> **TASK TO CARRY OUT**
Reproduce every line of the records below without any changes, but leave the pictures out of your copy.

> **LISTED RECORDS**
◇ ◇ ◇ ◇

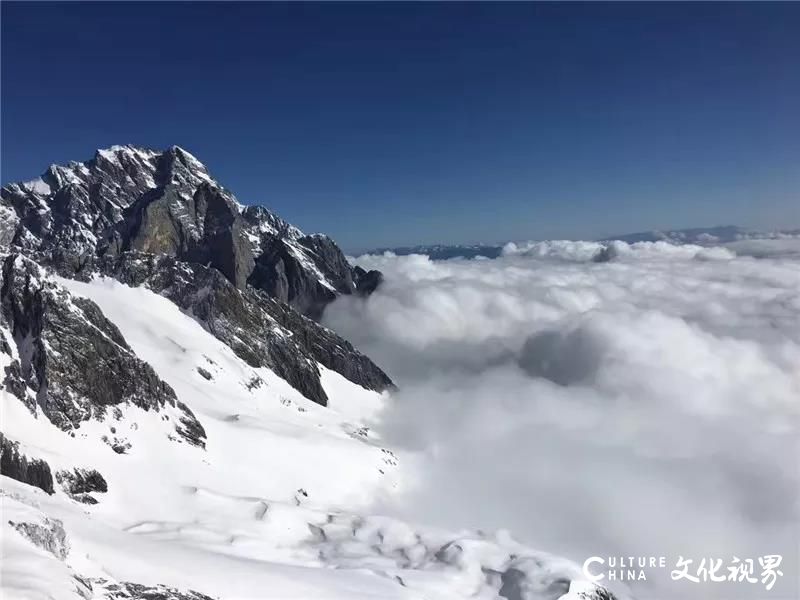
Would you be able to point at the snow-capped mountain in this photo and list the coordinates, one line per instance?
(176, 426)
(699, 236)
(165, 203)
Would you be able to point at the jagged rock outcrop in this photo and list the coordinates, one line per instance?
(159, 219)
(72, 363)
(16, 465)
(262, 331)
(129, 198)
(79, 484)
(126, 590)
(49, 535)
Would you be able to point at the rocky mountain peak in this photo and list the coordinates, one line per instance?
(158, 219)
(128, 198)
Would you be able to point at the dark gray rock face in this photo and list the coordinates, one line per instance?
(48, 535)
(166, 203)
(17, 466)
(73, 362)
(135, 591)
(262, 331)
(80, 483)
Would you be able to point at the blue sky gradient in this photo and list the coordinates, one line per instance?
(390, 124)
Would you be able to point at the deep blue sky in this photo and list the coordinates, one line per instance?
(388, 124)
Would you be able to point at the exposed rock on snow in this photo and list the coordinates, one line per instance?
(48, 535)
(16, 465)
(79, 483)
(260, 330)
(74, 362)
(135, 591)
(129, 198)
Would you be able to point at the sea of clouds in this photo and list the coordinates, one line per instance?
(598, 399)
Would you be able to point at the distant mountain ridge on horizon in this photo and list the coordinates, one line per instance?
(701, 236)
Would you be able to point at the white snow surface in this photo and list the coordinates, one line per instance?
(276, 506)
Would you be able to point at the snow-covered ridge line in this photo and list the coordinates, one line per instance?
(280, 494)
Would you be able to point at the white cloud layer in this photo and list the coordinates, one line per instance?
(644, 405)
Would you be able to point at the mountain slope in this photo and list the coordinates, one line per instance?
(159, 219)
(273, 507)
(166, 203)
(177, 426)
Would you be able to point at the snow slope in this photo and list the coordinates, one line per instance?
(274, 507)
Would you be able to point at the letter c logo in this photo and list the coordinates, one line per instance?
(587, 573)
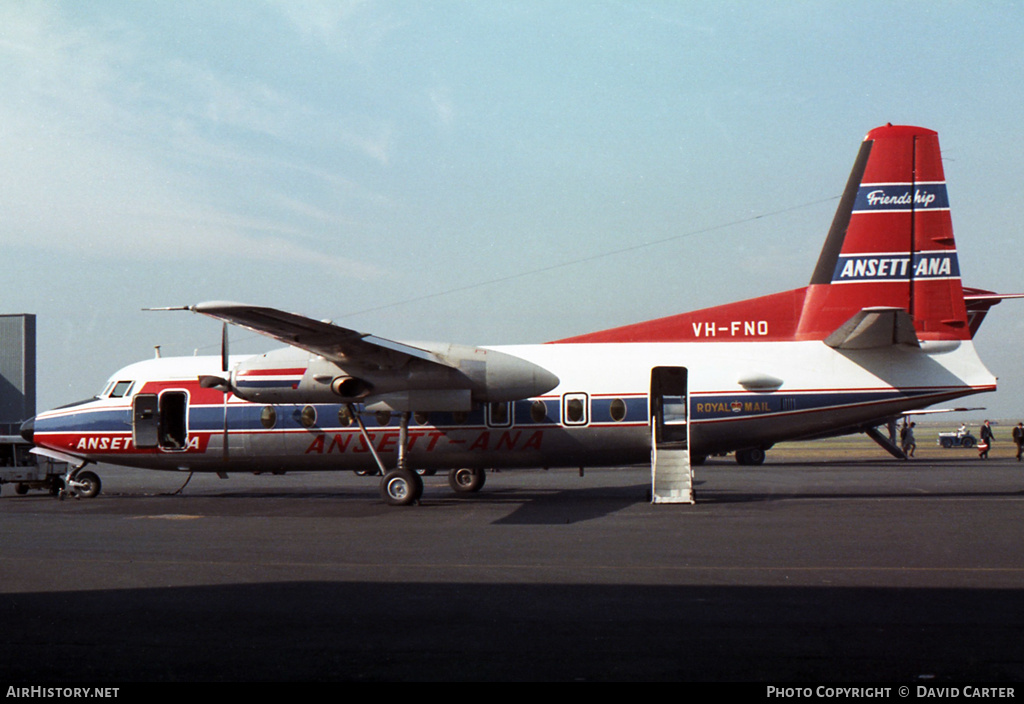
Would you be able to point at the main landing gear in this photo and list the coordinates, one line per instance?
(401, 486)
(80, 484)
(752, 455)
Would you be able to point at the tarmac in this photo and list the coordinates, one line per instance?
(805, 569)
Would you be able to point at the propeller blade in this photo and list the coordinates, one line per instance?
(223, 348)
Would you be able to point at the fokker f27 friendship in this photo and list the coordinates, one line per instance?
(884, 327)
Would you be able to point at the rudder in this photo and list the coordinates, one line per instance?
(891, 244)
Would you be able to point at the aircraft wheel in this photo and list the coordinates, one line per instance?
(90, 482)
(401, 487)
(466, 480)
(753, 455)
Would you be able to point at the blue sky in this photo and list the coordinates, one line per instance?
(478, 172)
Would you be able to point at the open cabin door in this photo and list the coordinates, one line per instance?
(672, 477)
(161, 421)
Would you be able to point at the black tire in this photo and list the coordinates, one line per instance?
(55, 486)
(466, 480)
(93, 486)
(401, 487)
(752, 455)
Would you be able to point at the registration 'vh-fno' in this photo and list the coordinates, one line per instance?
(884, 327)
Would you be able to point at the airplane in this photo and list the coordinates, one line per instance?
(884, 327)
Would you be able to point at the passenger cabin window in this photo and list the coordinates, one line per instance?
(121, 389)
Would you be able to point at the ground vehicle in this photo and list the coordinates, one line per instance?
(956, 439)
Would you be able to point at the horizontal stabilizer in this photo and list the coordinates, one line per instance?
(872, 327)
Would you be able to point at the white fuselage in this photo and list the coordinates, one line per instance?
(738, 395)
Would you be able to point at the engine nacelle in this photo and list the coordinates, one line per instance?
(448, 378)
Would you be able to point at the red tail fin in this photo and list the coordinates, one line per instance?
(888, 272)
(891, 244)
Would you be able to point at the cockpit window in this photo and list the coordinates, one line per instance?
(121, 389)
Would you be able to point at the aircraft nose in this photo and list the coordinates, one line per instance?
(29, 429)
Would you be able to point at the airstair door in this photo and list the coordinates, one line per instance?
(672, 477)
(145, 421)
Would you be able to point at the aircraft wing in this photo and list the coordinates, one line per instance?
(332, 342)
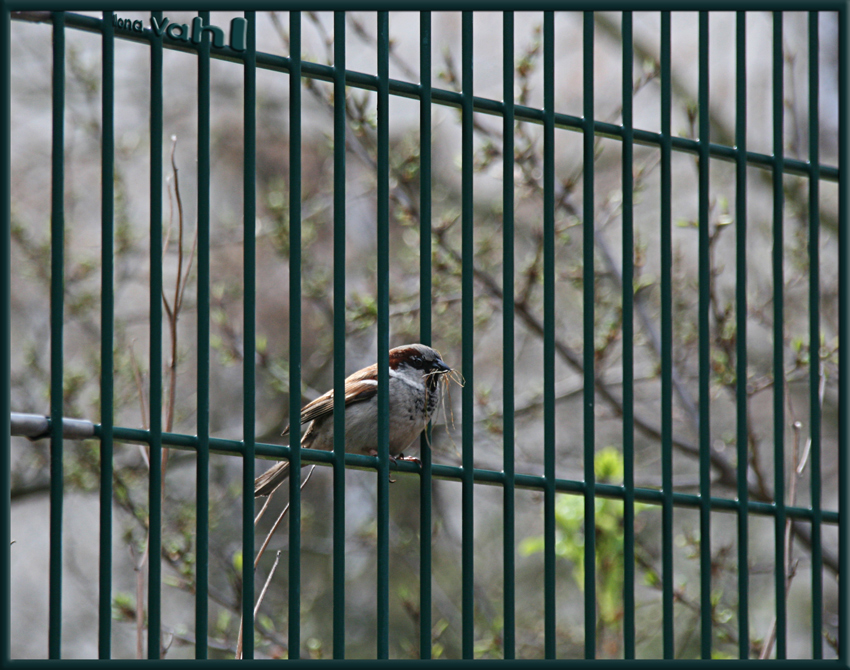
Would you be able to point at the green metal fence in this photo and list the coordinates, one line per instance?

◇ ◇ ◇ ◇

> **EXERCISE RESULT**
Would you be able to point at the snow-capped mountain in this photo and list the coordinates, one line per instance?
(176, 426)
(699, 236)
(165, 203)
Would you be able to point at the jagged rock outcrop in this photo and list the coordinates, one line per instance?
(159, 219)
(72, 363)
(16, 465)
(262, 331)
(129, 198)
(79, 484)
(126, 590)
(49, 535)
Would you be able to point at the rocky mountain peak in this photo and list the coordinates, one line per instance?
(158, 219)
(128, 198)
Would you be able to point at the dark gray rock face in this photo and list the coordinates, one line per instance?
(48, 535)
(166, 203)
(17, 466)
(73, 362)
(135, 591)
(262, 331)
(80, 483)
Would you be able to point at the blue sky gradient in this photo and list the coordinates, one line per instance?
(390, 124)
Would you be able to point at the deep blue sky in this photo and list the coordinates, one line per instance?
(388, 124)
Would you be able to point at the exposed rock on snow in this photo and list the coordinates, one line per instance?
(48, 535)
(16, 465)
(79, 483)
(260, 330)
(74, 362)
(135, 591)
(129, 198)
Would you be able to point at the sea of clouds in this photo and list the coordinates, one line per instance?
(598, 399)
Would you be able to point at the distant mountain ridge on horizon in this photo and list the coordinates, one line per instance?
(701, 236)
Would you be able to point at the white snow surface in this photo and list the coordinates, one line per instance?
(276, 506)
Would you be able to point at the snow-covered ridge line in this photo and list the coordinates, one line per instance?
(280, 494)
Would you be able to point at the white cloud layer in this photo and list the coordinates, one line per instance?
(644, 405)
Would you be able to point at the mountain slope in this photo and list the coordinates, one line per instance?
(159, 219)
(273, 507)
(166, 203)
(177, 426)
Would you be able to point at the snow slope in this photo and list the coordinates, one line per instance?
(274, 507)
Would you be able to point at the letter c logo in this photo and list the coordinates, one line per instance?
(587, 573)
Would you be able to point at the main landing gear in this photo and list the coordinates, one line per instance?
(401, 486)
(80, 484)
(752, 455)
Would you be able to point at the tarmac in this photo and list the coordinates, one line per instance?
(805, 569)
Would you be able to point at the propeller blade in this photo and list the coordinates, one line per instance?
(223, 348)
Would you be able to point at the fokker f27 friendship in this photo and list the coordinates, one line per instance?
(884, 327)
Would you be able to point at the rudder in this photo and list the coordinates, one line per instance?
(891, 244)
Would you be able to point at the aircraft wheel in this photo and list the coordinates, one line per instance?
(90, 482)
(401, 487)
(466, 480)
(753, 455)
Would you be able to point at the blue sky in this photo and list the coordinates, one line per instance?
(478, 172)
Would you be able to point at the open cabin door in this photo and list the coordinates, one line per instance?
(672, 477)
(161, 421)
Would you be able to point at the black tire in this photo and list the coordinates, one line per instance?
(55, 486)
(466, 480)
(93, 486)
(401, 487)
(752, 455)
Would you be able to point at the registration 'vh-fno' in this photo and list the coordinates, one line per instance?
(884, 327)
Would you be able to point at the airplane in this photo and list the coordinates, one line per instance?
(884, 327)
Would you be able to point at the passenger cabin window in this photo and list the coordinates, one line per instance?
(121, 389)
Would you be able to point at the ground vehicle in this photo and list the coordinates, one line per instance?
(956, 439)
Would you be able to point at the horizontal stabilizer in this photo and list the coordinates, one line per instance?
(872, 327)
Would you be able to point at the white fuselage in this photo and list the coordinates, one line per instance?
(738, 395)
Would you be able to point at the engine nacelle in this photo and list the coordinates, one line per instance?
(448, 378)
Would you be able to point at the red tail fin in this photo and list the coordinates, one line per instance?
(888, 272)
(891, 244)
Would you be able to point at the cockpit window in this photo and list the coordinates, one line per instance?
(121, 389)
Would you be able to point at the aircraft nose in this photo and list the coordinates, one line per instance?
(29, 429)
Would you be able to point at the airstair door in this photo and list the coordinates, one line per instance?
(672, 477)
(145, 421)
Would you be able to point at the aircraft wing in this photo and list the coordinates, one line per instance?
(332, 342)
Would you be able to point at the green metal fence in this photo and list the coordinates, one line per instance?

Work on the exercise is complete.